[RECORDS PROVIDED]

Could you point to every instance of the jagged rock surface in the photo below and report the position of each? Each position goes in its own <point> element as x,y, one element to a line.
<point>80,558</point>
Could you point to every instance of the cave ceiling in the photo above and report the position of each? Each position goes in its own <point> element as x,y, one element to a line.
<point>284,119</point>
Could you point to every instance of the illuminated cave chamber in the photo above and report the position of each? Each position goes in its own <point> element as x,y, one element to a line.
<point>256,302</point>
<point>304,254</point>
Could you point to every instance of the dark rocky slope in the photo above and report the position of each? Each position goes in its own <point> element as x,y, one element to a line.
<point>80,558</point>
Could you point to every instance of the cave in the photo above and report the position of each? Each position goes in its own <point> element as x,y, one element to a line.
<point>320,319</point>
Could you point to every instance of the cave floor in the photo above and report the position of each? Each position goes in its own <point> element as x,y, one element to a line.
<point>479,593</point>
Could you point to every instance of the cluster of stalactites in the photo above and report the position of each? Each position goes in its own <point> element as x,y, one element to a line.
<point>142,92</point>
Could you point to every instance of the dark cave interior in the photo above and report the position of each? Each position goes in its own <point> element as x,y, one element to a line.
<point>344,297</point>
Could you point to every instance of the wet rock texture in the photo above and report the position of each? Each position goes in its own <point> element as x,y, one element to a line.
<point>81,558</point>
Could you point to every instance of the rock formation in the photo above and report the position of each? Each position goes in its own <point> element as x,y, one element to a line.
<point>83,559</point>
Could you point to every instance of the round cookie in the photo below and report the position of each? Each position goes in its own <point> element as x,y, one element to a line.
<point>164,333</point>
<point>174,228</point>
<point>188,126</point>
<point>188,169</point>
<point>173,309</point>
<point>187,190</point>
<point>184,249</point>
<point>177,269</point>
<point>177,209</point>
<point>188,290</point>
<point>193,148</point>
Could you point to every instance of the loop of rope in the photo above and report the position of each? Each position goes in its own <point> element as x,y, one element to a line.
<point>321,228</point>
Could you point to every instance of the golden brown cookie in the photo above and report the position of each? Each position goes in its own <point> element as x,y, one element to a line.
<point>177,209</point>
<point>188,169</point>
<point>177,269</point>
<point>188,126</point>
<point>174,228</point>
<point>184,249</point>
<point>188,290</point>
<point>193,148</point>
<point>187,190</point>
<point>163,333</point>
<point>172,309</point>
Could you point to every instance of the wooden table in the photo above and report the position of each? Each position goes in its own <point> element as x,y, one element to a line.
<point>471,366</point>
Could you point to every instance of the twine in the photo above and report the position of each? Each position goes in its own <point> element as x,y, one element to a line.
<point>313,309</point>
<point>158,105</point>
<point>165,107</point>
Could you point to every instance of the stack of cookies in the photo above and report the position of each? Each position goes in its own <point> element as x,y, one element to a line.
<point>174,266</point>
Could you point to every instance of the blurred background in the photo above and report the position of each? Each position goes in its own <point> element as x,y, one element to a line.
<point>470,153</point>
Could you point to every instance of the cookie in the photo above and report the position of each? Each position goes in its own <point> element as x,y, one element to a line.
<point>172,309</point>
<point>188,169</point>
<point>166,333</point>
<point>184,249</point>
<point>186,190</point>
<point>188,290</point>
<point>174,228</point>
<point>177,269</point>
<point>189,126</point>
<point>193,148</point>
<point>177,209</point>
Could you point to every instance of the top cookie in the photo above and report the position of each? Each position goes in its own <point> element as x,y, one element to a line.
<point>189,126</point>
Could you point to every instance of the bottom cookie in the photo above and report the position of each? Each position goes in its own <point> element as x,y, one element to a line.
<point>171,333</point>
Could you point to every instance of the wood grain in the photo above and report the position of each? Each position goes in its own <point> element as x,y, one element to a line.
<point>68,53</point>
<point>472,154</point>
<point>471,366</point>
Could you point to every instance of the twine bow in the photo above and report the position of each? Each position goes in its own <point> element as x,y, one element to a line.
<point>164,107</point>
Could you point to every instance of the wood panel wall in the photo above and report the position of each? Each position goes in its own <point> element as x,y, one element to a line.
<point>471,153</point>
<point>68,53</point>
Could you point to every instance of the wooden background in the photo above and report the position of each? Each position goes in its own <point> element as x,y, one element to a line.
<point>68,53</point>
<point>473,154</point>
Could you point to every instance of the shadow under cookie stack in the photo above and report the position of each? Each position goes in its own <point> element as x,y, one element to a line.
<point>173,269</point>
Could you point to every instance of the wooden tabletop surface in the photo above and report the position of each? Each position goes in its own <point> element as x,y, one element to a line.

[ACTIVITY]
A verbatim output of all the data above is needed.

[WRITTEN RESPONSE]
Could you point to every instance of the jagged rock surface in the photo below and report the position of each? Each position goes in its own <point> element as x,y, one element to a line.
<point>80,558</point>
Could you point to every instance of the cave ceiling in the photo above and report the position of each? Each position goes in its own <point> element as x,y, one element to a line.
<point>284,119</point>
Could you point to every instance of the illuminated cave chamber in the photo above and report the position of each? Each position goes in its own <point> element as x,y, one element to a line.
<point>256,302</point>
<point>304,254</point>
Could you point to every instance of the dark rocky slope in the photo above and report the position of each? Each position goes in its own <point> element as x,y, one element to a line.
<point>80,558</point>
Could you point to every instance of the cave in the photo above and report the position of each? Each position goes in its own <point> element as x,y, one element to a line.
<point>320,319</point>
Could you point to every instance of the cave floor in the photo above and report the position of each? Each position goes in its own <point> element as x,y, one element to a line.
<point>479,593</point>
Could you point to every instance of the cluster of stalactites in the photo above and report the position of each? Each position goes in its own <point> element as x,y, one element to a line.
<point>142,92</point>
Could you point to every instance of the dark cave interior in the photo above and report the position of each? Each position goes in its own <point> element as x,y, one element to a line.
<point>344,297</point>
Could you point to every instance of the wet rock texture in the photo above and report the position of each? Each position goes in its own <point> element as x,y, one element to a line.
<point>81,558</point>
Could you point to every instance of the rock formation in the photo above and report the position of each? Each position goes in its own <point> element as x,y, one element to a line.
<point>83,559</point>
Could you point to every instance of the round cookie in the photo below and report the position of each? Each position goes in its own <point> element as x,y, one element to a line.
<point>164,333</point>
<point>174,228</point>
<point>188,126</point>
<point>188,169</point>
<point>173,309</point>
<point>187,190</point>
<point>184,249</point>
<point>177,269</point>
<point>177,209</point>
<point>188,290</point>
<point>193,148</point>
Could you point to every instance of the loop of rope in the photo above and report the position of each? Each position goes in its own <point> element as x,y, one element to a line.
<point>321,228</point>
Could you point to every instance of the golden brown cookie in the photo above and report the position of each? Each position goes in its own <point> element as x,y, one element to a line.
<point>177,209</point>
<point>188,169</point>
<point>177,269</point>
<point>188,126</point>
<point>174,228</point>
<point>184,249</point>
<point>188,290</point>
<point>193,148</point>
<point>187,190</point>
<point>163,333</point>
<point>172,309</point>
Could you point to every instance of the wooden table in the photo above and report the position of each? Each position goes in its own <point> element as x,y, one element to a line.
<point>471,366</point>
Could you point to every instance of the twine in the photo above and report the position of each? Each position goes in its own <point> element as x,y, one element to a line.
<point>313,309</point>
<point>158,105</point>
<point>165,107</point>
Could you point to every instance of the stack of cookies in the photo above and report the position of each? Each position goes in its own <point> element as x,y, one element to a line.
<point>174,266</point>
Could you point to every instance of the blurred background in the photo above and report the position of each? Each position goes in its own <point> element as x,y, one element to a line.
<point>470,153</point>
Could you point to every instance of the cookie in the photo above and report the position of each? Each position goes in its own <point> element as x,y, one element to a line.
<point>172,309</point>
<point>188,169</point>
<point>166,333</point>
<point>184,249</point>
<point>186,190</point>
<point>188,290</point>
<point>174,228</point>
<point>177,269</point>
<point>189,126</point>
<point>193,148</point>
<point>177,209</point>
Could you point to every instance of the top cookie in the photo above and report the position of each? Each position goes in its own <point> element as x,y, one element to a line.
<point>189,126</point>
Could you point to every instance of the bottom cookie in the photo above and report the position of each? Each position goes in its own <point> element as x,y, one element to a line.
<point>171,333</point>
Could you point to every instance of the wood grain in the photo above and report the position of each? Each position goes in its own <point> element as x,y, one element to a line.
<point>68,53</point>
<point>472,154</point>
<point>471,366</point>
Could you point to every instance of the twine bow in the photo above and report the position of each? Each position goes in its own <point> element as x,y, one element to a line.
<point>164,107</point>
Could you point to every instance of the wood panel wall in the photo above and report the position of each? Each position goes in its own <point> element as x,y, one element to a line.
<point>471,153</point>
<point>68,53</point>
Could you point to every instance of the wooden background in the photo above and report the position of each? Each position goes in its own <point> element as x,y, one element to a line.
<point>68,53</point>
<point>473,154</point>
Could you point to every instance of the shadow under cookie stack in the photo above and report the position of each? Each position goes in its own <point> element as x,y, one element to a line.
<point>173,269</point>
Could you point to every instance of the wooden tabletop surface in the photo above and report the position of each? Each position goes in its own <point> element as x,y, one element to a line.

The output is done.